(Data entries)
=-=-=-=-=

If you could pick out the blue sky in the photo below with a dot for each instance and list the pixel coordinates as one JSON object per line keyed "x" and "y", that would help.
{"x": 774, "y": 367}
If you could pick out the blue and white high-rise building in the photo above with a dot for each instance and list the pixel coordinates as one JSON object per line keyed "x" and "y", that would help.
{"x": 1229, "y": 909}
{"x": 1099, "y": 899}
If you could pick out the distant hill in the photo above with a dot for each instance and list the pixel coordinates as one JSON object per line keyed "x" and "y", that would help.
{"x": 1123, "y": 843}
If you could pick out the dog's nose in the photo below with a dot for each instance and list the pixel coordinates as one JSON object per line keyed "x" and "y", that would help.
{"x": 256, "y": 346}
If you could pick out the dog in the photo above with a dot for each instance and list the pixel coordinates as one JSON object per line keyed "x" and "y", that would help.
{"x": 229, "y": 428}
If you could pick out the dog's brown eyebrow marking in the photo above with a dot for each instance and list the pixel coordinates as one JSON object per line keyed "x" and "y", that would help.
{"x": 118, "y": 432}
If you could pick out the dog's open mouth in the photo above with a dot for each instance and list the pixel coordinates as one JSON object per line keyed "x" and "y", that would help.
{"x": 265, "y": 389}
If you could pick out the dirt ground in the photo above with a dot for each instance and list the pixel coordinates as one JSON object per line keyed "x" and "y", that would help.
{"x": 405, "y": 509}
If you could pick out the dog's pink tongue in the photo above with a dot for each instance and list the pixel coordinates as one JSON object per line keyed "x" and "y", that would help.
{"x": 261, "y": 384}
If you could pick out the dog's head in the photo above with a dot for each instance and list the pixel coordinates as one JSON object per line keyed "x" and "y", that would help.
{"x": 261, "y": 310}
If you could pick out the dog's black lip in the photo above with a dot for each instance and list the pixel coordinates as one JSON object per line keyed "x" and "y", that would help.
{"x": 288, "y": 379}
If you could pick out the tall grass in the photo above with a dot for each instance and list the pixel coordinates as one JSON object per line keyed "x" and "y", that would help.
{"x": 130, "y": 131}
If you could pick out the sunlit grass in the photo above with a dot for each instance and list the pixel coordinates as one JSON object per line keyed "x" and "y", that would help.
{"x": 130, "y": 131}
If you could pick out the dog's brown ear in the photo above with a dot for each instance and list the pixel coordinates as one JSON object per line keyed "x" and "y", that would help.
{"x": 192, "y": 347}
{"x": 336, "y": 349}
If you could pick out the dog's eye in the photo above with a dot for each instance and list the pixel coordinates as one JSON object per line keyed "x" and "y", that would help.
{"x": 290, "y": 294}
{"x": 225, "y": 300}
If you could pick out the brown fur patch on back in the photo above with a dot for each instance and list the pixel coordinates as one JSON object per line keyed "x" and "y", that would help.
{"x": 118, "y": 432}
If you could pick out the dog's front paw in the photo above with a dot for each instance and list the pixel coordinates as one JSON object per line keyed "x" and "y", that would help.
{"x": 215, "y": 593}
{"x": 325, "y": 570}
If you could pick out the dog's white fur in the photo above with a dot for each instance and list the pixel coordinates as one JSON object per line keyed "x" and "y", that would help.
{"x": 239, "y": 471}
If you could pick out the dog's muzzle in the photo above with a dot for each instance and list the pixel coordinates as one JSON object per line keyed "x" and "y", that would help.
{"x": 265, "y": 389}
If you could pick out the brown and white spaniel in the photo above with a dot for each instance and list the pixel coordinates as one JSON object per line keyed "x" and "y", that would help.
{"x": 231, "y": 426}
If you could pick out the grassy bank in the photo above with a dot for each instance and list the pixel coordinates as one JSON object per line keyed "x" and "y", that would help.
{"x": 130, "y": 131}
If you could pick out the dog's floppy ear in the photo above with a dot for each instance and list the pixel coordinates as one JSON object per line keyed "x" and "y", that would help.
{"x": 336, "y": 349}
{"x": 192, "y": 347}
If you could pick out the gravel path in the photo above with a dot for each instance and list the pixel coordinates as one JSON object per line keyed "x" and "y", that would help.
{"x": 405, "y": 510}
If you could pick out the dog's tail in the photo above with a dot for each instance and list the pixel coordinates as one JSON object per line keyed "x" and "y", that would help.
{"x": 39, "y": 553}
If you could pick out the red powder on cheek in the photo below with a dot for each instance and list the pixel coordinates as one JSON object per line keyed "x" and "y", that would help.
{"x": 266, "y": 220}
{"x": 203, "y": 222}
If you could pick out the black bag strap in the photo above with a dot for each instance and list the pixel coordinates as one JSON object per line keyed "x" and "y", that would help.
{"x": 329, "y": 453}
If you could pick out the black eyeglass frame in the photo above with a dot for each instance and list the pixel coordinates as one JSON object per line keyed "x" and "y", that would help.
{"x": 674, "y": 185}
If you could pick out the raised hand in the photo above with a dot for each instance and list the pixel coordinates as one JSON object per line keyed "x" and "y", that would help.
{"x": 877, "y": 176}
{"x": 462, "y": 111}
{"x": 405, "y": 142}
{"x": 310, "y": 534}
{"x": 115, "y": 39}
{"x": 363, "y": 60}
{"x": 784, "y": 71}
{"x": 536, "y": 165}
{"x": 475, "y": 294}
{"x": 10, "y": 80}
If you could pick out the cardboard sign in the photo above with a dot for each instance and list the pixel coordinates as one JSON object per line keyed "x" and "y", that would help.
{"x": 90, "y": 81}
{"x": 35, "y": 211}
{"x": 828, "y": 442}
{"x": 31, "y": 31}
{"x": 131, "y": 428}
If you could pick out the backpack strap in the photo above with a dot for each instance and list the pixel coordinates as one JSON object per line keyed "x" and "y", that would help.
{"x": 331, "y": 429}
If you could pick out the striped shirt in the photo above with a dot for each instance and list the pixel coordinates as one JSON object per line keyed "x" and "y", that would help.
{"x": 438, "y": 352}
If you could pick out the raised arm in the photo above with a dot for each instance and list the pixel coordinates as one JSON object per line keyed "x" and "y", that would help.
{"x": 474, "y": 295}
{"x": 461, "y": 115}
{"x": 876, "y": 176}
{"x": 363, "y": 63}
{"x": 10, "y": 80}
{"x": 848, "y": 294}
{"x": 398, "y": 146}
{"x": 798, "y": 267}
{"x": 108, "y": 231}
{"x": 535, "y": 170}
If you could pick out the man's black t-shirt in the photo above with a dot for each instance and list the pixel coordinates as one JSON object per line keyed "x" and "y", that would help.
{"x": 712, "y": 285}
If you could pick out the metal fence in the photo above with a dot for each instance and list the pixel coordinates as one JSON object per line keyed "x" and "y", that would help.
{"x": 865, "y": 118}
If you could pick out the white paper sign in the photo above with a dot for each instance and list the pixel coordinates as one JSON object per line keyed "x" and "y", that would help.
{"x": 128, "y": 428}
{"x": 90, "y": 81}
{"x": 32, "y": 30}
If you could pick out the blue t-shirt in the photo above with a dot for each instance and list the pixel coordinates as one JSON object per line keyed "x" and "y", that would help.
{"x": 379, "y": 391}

=-=-=-=-=

Rewrite the entries above, replacing every instance of "pixel coordinates" with "point coordinates" and leaving everything else the same.

Solution to this problem -
If you could pick out the blue sky in the photo below with a dot for each instance and list the point coordinates as one JSON object per line keyed "x" and "y", that would help.
{"x": 774, "y": 367}
If you could pick out the blue and white high-rise building in the photo above with a dot for each instance and list the point coordinates as one JSON object per line keyed "x" and "y", that would help.
{"x": 1229, "y": 909}
{"x": 1099, "y": 899}
If you could pick out the distant hill in the photo above with a dot for each instance and list the point coordinates as one JSON object per line keyed "x" and "y", that would help.
{"x": 1123, "y": 843}
If you could pick out the dog's nose in the photo below with a dot for each instance and list the point coordinates as one JSON object per line keyed "x" and "y", that would help.
{"x": 256, "y": 346}
If you could pick out the dog in the photo above with a dot for each instance and list the point coordinates as one JSON object per line keyed "x" and "y", that would help.
{"x": 229, "y": 428}
If you could pick out the dog's brown eyebrow marking in the photo above with a dot for each instance and list the point coordinates as one JSON object per line keyed "x" and "y", that would help.
{"x": 118, "y": 432}
If you could pick out the dog's open mouth in the photo above with a dot for each instance and list the point coordinates as one JSON object per line keyed "x" and "y", that would help.
{"x": 265, "y": 389}
If you could pick out the dirt ground in the photo above with a dot for each instance and list the point coordinates as one JSON object per line keyed "x" and "y", that would help.
{"x": 405, "y": 509}
If you could pick out the dog's pink tongue in the photo above with a dot for each instance and list the point coordinates as one JSON object per line keyed "x" and "y", that would help.
{"x": 261, "y": 384}
If you could pick out the dog's head in the photo above with a dot for each instance and list the point coordinates as one JSON object per line keyed "x" and "y", that would help.
{"x": 261, "y": 310}
If you could pick out the dog's black lip in the photo above with a dot for each instance and list the point coordinates as one JSON object per line keyed "x" and "y", that would help.
{"x": 288, "y": 379}
If you could pick out the tall grass in the photo above with a dot for each instance and list the point coordinates as one JSON object per line keyed "x" and "y", that would help.
{"x": 130, "y": 131}
If you could pick out the sunlit grass in the photo above with a dot for each instance and list the point coordinates as one JSON object per line keyed "x" and "y", that would help.
{"x": 130, "y": 131}
If you could pick out the dog's brown ear in the photo above with a dot for each instance and list the point coordinates as one JSON object per line keyed "x" and "y", that would help.
{"x": 192, "y": 347}
{"x": 336, "y": 349}
If you could pick out the dog's eye in the photo above with a dot for each instance and list the point coordinates as one JSON object per line keyed "x" and "y", that would help.
{"x": 290, "y": 294}
{"x": 225, "y": 300}
If you could pick out the brown fur patch on back in the photo above with a dot for each instance and list the point coordinates as one JSON object per line keyed "x" and "y", that would help.
{"x": 118, "y": 432}
If you could pick out the dog's front paw in the photo above with a dot for each instance and list the point coordinates as one JSON object per line keyed "x" and "y", that would help.
{"x": 215, "y": 593}
{"x": 325, "y": 570}
If you could pick out the dog's white fur in the photo above with a dot for each instance and list the point coordinates as one JSON object per line keyed "x" and "y", that would help.
{"x": 239, "y": 471}
If you could pick out the dog's muzzle in the photo above with a dot for each instance and list the point coordinates as one JSON object per line keyed "x" and "y", that would help.
{"x": 265, "y": 389}
If you could pick out the brown and white spaniel in the photo above with a dot for each instance and list the point coordinates as one JSON object per line keyed "x" and "y", that would help.
{"x": 231, "y": 426}
If you could pick out the grassy bank in the photo above with a dot for each instance and list the point coordinates as one JSON object per line keyed "x" and "y", that would help.
{"x": 130, "y": 131}
If you could pick out the dog's floppy ear in the photo above with a dot for each instance and list the point coordinates as one JSON object per line keyed "x" and "y", that would help.
{"x": 336, "y": 349}
{"x": 192, "y": 347}
If you could pick out the gravel path in the photo above with a dot for each instance and list the point coordinates as one JSON object per line keyed "x" and "y", that would help.
{"x": 405, "y": 510}
If you could pick out the dog's tail in the photo above with a dot for each instance and list the point coordinates as one JSON object per line keyed "x" and "y", that would help.
{"x": 39, "y": 553}
If you could pick out the red powder on cheek in the photo below with a dot for each instance and list the point coordinates as one JSON object per line keyed "x" and "y", that would help.
{"x": 266, "y": 220}
{"x": 203, "y": 222}
If you could pick out the black bag strap in the photo above with a dot for each instance and list the point coordinates as one JSON object per line keyed "x" and "y", that would help.
{"x": 329, "y": 453}
If you could pick out the black eyeglass frame in the photo above with a dot for each instance and list the point coordinates as one JSON object per line keyed "x" and "y", that would help.
{"x": 674, "y": 185}
If you could pick out the raised hand in the photo above with a dot for each instance and list the point coordinates as one JSON object per line keyed "x" and "y", that would help.
{"x": 877, "y": 176}
{"x": 462, "y": 111}
{"x": 405, "y": 142}
{"x": 310, "y": 534}
{"x": 115, "y": 39}
{"x": 363, "y": 60}
{"x": 784, "y": 71}
{"x": 536, "y": 165}
{"x": 475, "y": 294}
{"x": 10, "y": 80}
If you could pick out the cardboard sign in the photo above with a dot for each instance and list the point coordinates as one JSON object per line keyed "x" and "y", that would help.
{"x": 90, "y": 81}
{"x": 35, "y": 211}
{"x": 828, "y": 442}
{"x": 31, "y": 31}
{"x": 131, "y": 428}
If you could pick out the backpack strap in the photo above with a dot for each instance and list the point coordinates as one JSON object per line keyed "x" and "y", that would help.
{"x": 331, "y": 429}
If you could pick out the striped shirt in the photo above with a dot for each instance and list the point coordinates as one JSON object per line keyed "x" and "y", that would help.
{"x": 438, "y": 352}
If you could pick out the raised arm in the photo above with a dot for each instance and list the point coordinates as one JSON object per line keyed "x" and "y", that would help.
{"x": 474, "y": 295}
{"x": 461, "y": 115}
{"x": 876, "y": 176}
{"x": 363, "y": 63}
{"x": 10, "y": 80}
{"x": 848, "y": 294}
{"x": 398, "y": 146}
{"x": 798, "y": 267}
{"x": 108, "y": 231}
{"x": 535, "y": 170}
If you could pick out the man's black t-shirt in the photo above with a dot for each instance and list the point coordinates as one JSON object per line keyed "x" and "y", that would help.
{"x": 712, "y": 285}
If you could pick out the metal fence in the photo above with a dot for each instance and list the point coordinates as one JSON object per line keyed "x" and "y", that would help.
{"x": 865, "y": 118}
If you could pick out the white paper sign in the photo above with a dot for each instance and list the point coordinates as one JSON object per line keyed "x" and "y", that would help.
{"x": 128, "y": 428}
{"x": 90, "y": 81}
{"x": 32, "y": 30}
If you could pick out the blue t-shirt in the photo above with a dot for each instance and list the point coordinates as one JSON object per line keyed "x" and "y", that would help.
{"x": 379, "y": 391}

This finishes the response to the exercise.